▸ **Activity**
Below are some entries. Copy each line in them that holds "wing".

▸ **Data extract**
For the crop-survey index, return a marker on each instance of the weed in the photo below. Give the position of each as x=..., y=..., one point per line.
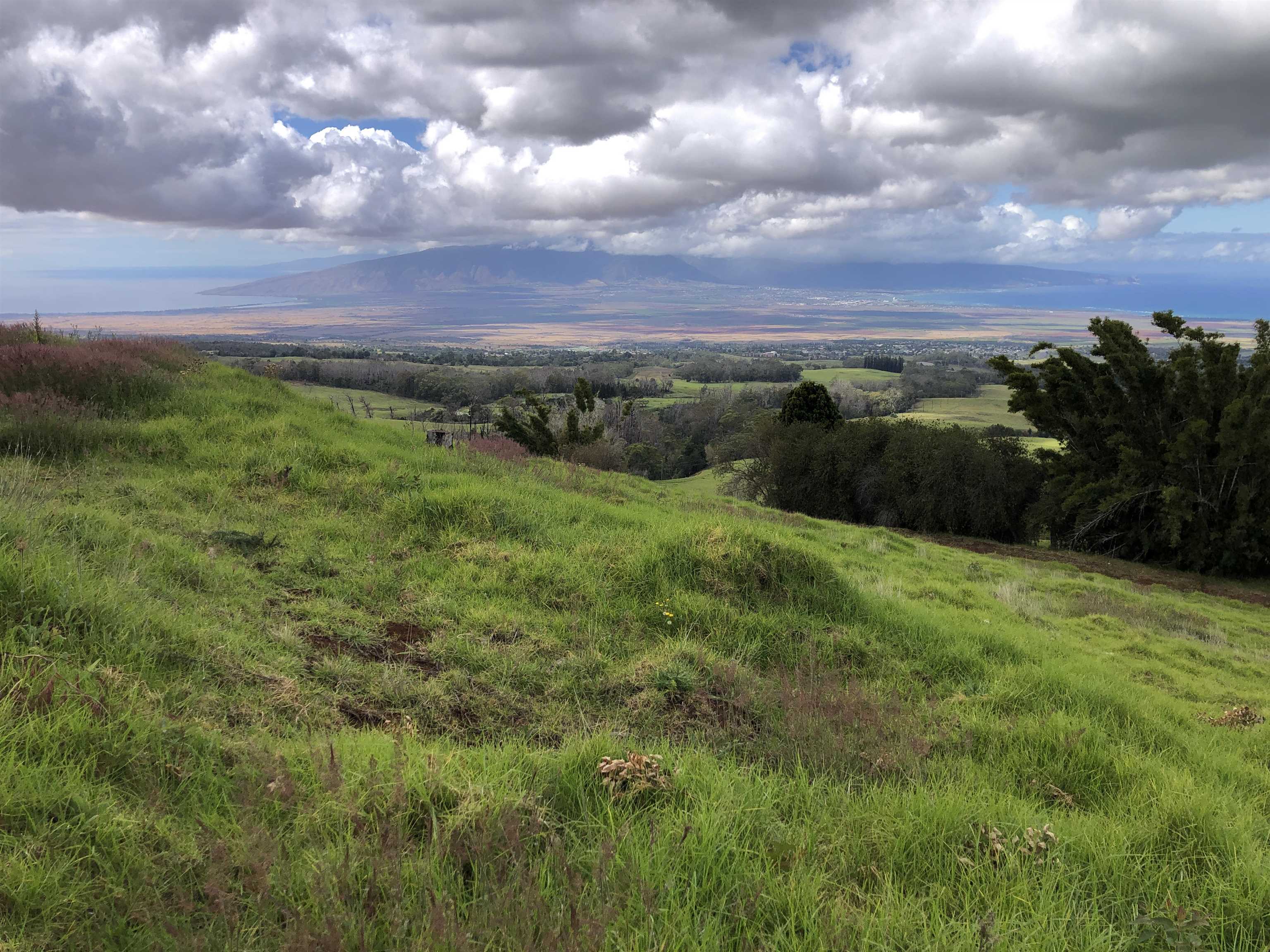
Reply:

* * *

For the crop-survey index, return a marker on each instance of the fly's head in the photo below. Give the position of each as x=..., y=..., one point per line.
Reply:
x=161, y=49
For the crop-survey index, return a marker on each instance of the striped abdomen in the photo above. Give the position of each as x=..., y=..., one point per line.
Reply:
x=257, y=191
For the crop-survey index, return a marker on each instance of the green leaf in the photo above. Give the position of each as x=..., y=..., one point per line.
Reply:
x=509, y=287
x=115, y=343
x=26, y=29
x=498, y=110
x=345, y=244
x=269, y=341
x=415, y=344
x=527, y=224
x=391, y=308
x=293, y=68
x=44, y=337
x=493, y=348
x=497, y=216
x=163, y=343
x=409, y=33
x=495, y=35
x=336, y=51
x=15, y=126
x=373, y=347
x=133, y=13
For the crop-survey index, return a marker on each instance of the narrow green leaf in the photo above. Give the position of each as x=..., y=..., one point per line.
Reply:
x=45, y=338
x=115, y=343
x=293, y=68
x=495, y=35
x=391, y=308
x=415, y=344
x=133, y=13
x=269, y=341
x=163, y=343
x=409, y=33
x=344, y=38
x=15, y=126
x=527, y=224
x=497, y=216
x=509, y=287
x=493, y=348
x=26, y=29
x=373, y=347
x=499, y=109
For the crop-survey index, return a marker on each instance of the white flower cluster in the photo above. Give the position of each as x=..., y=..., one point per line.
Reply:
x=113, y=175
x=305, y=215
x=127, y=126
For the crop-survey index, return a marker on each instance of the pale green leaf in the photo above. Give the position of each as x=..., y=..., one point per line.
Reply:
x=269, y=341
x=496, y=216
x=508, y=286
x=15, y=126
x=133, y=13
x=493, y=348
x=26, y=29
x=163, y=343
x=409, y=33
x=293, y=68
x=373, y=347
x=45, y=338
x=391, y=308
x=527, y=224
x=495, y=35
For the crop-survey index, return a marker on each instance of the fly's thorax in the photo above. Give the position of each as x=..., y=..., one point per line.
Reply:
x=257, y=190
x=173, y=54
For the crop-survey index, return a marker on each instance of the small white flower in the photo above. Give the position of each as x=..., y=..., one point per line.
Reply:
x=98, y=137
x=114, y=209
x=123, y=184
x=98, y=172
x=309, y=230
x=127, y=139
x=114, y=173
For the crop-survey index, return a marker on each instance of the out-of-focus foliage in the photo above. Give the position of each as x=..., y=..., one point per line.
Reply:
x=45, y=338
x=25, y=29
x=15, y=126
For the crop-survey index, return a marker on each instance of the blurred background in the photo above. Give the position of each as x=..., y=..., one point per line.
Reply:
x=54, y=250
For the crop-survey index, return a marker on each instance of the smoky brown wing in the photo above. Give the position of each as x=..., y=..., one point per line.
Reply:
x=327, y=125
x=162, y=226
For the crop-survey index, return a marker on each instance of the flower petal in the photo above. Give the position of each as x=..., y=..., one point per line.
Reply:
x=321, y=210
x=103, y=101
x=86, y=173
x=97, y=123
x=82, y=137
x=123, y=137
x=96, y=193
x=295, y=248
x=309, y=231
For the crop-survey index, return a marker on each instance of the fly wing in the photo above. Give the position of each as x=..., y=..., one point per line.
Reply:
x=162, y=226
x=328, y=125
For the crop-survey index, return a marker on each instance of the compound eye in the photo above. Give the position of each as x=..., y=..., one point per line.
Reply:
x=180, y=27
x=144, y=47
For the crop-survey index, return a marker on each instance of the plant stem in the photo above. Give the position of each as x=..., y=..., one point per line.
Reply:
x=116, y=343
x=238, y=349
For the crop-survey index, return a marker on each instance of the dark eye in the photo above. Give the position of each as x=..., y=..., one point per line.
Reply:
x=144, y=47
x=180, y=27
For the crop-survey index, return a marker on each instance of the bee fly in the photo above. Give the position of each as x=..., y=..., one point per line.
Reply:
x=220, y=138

▸ **Solved exercise**
For the crop-survey index, return a marker on each instance of the smoky brown wing in the photo above. Give the position of each as x=..., y=..., one point per line.
For the crop-survey index, return a marker on each instance of the fly wing in the photo above. Give the position of each as x=..., y=..., one point per line.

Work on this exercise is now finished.